Required task
How many lines in the rows below contain the string "cuff", counting only matches with the same case? Reply with the number alone.

Data in this exercise
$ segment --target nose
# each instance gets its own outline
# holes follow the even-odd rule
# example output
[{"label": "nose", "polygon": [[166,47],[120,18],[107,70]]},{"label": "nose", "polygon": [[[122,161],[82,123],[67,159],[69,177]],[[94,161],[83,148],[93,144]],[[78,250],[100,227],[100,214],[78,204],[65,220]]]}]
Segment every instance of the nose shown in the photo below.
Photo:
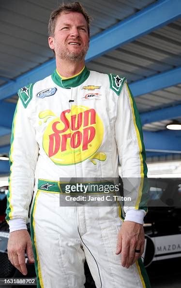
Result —
[{"label": "nose", "polygon": [[72,36],[78,37],[79,36],[79,32],[76,27],[73,27],[71,29],[71,34]]}]

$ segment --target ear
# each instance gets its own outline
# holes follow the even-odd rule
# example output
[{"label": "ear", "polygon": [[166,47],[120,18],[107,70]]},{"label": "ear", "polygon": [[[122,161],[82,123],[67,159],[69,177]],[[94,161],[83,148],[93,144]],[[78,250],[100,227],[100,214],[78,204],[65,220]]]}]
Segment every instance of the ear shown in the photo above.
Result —
[{"label": "ear", "polygon": [[48,37],[48,44],[50,49],[54,50],[55,48],[54,38],[52,36]]}]

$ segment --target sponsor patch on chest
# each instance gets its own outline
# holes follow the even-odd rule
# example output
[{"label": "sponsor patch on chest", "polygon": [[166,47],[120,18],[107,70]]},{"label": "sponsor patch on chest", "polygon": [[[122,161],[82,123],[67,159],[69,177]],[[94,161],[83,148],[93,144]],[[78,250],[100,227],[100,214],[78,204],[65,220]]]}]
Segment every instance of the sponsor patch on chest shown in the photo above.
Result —
[{"label": "sponsor patch on chest", "polygon": [[46,89],[45,89],[45,90],[42,90],[40,92],[38,92],[36,94],[36,96],[40,99],[43,99],[45,97],[49,97],[49,96],[54,95],[57,92],[57,89],[55,87],[47,88]]}]

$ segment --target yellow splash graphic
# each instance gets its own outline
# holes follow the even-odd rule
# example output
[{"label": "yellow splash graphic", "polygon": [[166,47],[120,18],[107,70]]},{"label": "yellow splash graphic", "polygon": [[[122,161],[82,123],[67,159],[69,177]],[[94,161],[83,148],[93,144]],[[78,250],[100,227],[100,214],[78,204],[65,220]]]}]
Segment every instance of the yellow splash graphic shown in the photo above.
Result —
[{"label": "yellow splash graphic", "polygon": [[94,165],[97,164],[97,162],[94,159],[97,159],[97,160],[99,160],[100,161],[105,161],[106,158],[106,156],[105,153],[103,152],[98,152],[97,153],[95,153],[94,155],[92,155],[90,158],[89,158],[91,162],[93,163]]},{"label": "yellow splash graphic", "polygon": [[[39,114],[40,118],[46,120],[52,116],[55,115],[49,110]],[[57,165],[74,165],[91,158],[92,155],[92,158],[104,160],[106,158],[104,153],[95,154],[103,135],[103,123],[94,109],[72,106],[59,116],[54,117],[47,125],[43,147]],[[94,163],[94,160],[91,161]]]}]

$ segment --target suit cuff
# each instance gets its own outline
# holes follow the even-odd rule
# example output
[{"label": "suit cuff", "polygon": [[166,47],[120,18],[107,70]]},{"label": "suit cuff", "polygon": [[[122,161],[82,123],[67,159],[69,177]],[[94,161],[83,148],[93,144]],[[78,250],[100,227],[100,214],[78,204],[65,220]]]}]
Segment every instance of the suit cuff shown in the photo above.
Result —
[{"label": "suit cuff", "polygon": [[27,230],[25,220],[21,219],[11,219],[9,220],[10,233],[17,230]]},{"label": "suit cuff", "polygon": [[139,224],[143,224],[144,216],[145,211],[144,210],[130,209],[126,213],[124,221],[133,221]]}]

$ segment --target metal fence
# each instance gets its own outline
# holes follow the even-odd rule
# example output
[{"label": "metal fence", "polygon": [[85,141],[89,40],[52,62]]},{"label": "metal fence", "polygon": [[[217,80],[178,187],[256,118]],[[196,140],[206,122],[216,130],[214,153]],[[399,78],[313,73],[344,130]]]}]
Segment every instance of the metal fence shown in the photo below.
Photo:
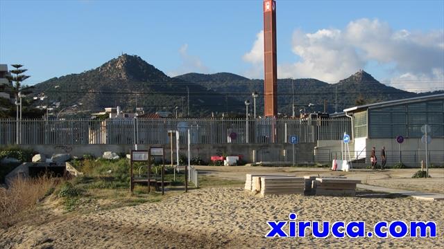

Exercise response
4